Short problem | Write every record out again exactly as given.

Extracted entries |
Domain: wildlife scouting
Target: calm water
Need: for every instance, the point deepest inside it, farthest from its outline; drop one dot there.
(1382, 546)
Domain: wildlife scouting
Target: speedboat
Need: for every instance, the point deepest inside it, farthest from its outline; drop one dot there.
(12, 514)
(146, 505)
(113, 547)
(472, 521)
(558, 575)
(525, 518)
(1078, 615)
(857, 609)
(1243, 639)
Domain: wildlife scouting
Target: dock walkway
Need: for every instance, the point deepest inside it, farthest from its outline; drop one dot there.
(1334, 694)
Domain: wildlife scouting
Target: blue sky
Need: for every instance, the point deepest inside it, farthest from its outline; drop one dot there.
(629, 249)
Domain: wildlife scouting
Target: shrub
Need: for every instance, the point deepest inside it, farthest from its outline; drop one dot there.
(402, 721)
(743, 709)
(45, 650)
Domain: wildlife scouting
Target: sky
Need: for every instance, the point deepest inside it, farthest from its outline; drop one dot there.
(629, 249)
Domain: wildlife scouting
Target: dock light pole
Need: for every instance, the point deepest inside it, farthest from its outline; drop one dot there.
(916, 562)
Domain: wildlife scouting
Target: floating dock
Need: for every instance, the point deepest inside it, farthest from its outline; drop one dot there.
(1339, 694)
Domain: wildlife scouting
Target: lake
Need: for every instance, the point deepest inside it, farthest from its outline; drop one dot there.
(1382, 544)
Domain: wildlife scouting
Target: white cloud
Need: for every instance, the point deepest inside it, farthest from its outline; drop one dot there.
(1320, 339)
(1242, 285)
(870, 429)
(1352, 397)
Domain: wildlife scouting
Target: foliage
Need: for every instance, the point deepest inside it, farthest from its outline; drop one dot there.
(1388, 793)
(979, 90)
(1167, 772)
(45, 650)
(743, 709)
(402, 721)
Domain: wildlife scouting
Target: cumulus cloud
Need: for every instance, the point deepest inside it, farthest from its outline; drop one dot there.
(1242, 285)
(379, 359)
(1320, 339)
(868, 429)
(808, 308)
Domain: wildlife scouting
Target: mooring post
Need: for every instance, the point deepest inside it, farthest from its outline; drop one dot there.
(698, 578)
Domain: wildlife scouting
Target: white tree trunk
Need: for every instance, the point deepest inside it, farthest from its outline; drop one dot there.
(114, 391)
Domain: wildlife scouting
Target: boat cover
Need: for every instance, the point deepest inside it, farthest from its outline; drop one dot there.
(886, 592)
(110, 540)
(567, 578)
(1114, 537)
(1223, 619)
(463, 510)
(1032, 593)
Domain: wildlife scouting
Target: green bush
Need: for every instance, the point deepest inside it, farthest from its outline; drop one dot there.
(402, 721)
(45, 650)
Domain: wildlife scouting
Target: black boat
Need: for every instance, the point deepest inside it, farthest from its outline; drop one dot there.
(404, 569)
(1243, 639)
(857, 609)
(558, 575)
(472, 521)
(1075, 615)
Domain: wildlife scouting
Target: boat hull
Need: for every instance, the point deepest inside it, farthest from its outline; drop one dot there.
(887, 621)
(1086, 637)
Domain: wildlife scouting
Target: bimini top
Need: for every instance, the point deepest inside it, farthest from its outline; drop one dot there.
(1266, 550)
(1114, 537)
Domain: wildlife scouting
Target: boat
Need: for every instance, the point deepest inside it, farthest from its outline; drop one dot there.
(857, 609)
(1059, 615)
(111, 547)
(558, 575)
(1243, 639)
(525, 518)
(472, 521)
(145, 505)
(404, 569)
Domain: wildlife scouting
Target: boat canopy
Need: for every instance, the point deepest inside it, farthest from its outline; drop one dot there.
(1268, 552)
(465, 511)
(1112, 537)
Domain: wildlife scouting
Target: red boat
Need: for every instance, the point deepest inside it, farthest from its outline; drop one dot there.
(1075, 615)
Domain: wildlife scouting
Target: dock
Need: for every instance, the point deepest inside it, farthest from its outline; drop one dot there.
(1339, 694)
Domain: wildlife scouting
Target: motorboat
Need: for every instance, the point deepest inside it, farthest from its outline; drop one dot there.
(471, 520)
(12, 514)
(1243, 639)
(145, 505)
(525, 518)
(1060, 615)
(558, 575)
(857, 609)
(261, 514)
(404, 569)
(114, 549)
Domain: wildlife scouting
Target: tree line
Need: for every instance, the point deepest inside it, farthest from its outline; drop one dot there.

Reply to the exercise |
Domain: wildlife scouting
Target: calm water
Need: for every instance, the point deepest inside it, farthest from its outline; drop one dot there.
(1382, 546)
Domain: wildlife scouting
Target: speedboat
Need: for every instance, the point deepest inside it, farthest from its outline; drop one dot there.
(12, 514)
(146, 505)
(113, 547)
(472, 521)
(558, 575)
(525, 518)
(1078, 615)
(857, 609)
(1243, 639)
Domain: wildlife scouting
Target: dock walkway
Need: for every instance, the point deepest inside it, farthest from its outline; drop one dot there.
(1334, 694)
Domain: wildlife scouting
Target: blue sky
Need: for every instance, the point deepest inside it, farthest from its outline; drop one dot there.
(629, 249)
Domain: wildlife scouting
Target: shrub
Need: for every instance, the point deepest inside it, farthest from its outline; drop one dot there.
(402, 721)
(743, 709)
(45, 650)
Domain: wildlife scouting
Target: sky
Need: for every instance, the point deepest inside it, farthest from its outline; drop one dot there.
(629, 249)
Domain: wildlife scouting
Target: dock light pole
Need: for every instance, the point deepest inside it, farthest from its outline; drop one dot there.
(916, 562)
Domain: wildlife scouting
Target: floating dock
Need: for every instance, the point deepest inside it, farthest from its outline; drop one dot there.
(1339, 694)
Domain: wildlife scouting
Target: lake
Need: for every instance, the point deepest inside it, farthest from its outline; drop one dot there.
(1382, 544)
Domain: wildlife scouting
Target: white cloud
Need: for every instance, the point deepest inside it, farthest from its outline; drop one dot there.
(1320, 339)
(1242, 285)
(870, 429)
(1352, 397)
Domain: wildlife scouting
Target: foliage
Need: for every instance, the point deepest inside it, farthest from its outline; drop one dot there.
(1388, 793)
(979, 90)
(1167, 772)
(45, 650)
(743, 709)
(402, 721)
Domain: wildlife scouting
Target: cumulus cloud
Need: for every instance, the point deepest inside it, farthest from its outline; drop one dot there.
(1242, 285)
(379, 359)
(1320, 339)
(868, 429)
(808, 308)
Domain: wildlife scouting
Target: mooring post
Need: for every instance, the point deepest inside it, farthest from its outline; drop one dot there.
(698, 578)
Domain: wildlife scouting
Target: white tree trunk
Need: for every instance, the point deepest inside it, farthest from its outline; drop one dot there.
(114, 391)
Domain: wildlife scouting
Target: boat cover
Need: for every instance, the point deepest inside it, farthest from its outline; drop one dot there.
(886, 592)
(110, 540)
(567, 578)
(1114, 537)
(1223, 619)
(463, 510)
(1032, 593)
Domain: wildlife scouting
Target: green bush
Need: for every instance, the point deepest inside it, farthest from its outline; drop one dot there.
(402, 721)
(45, 650)
Domain: wildlife scouting
Target: black boat
Need: for every instance, the point deepest inside it, farthest from its outline; drop one dot there.
(404, 569)
(1243, 639)
(857, 609)
(558, 575)
(472, 521)
(1075, 615)
Domain: wildlife scouting
Target: boat hull
Need: for every instance, the point deepest inside it, farthest from its outline; drop one dot there.
(887, 621)
(1086, 637)
Domain: wildlife scouting
Target: bimini top
Need: for every instance, the point deepest inside it, farthest from its outline; drop one dot there.
(1266, 550)
(1114, 537)
Domain: wildlife scouting
Target: boat
Need: for every instance, the point deepest inside it, farthest from its outline; drop one dot there.
(857, 609)
(1059, 615)
(111, 547)
(558, 575)
(1243, 639)
(525, 518)
(472, 521)
(145, 505)
(404, 569)
Domain: wildlife scouting
Target: boat canopy
Need: for every instance, the point deepest inside it, farthest from its outline; drop one dot there.
(1268, 552)
(465, 511)
(1112, 537)
Domain: wildlife scouting
Target: red boat
Need: for every instance, the point deepest inside it, farthest from its outline; drop one dot there.
(1075, 615)
Domain: wildlife scouting
Target: dock
Need: for every instance, the point deepest inside it, farthest from its outline; drop one dot there.
(1339, 694)
Domain: wildlife scouting
Target: motorboat
Need: for every instance, the point deepest inside it, farthest from its outline; drop one dot there.
(471, 520)
(12, 514)
(1243, 639)
(145, 505)
(525, 518)
(1060, 615)
(558, 575)
(857, 609)
(261, 514)
(404, 569)
(114, 549)
Domain: wildlife scouting
Target: tree line
Need: for every instance, the point deepest inside it, farthest from its outline; drop one dot there.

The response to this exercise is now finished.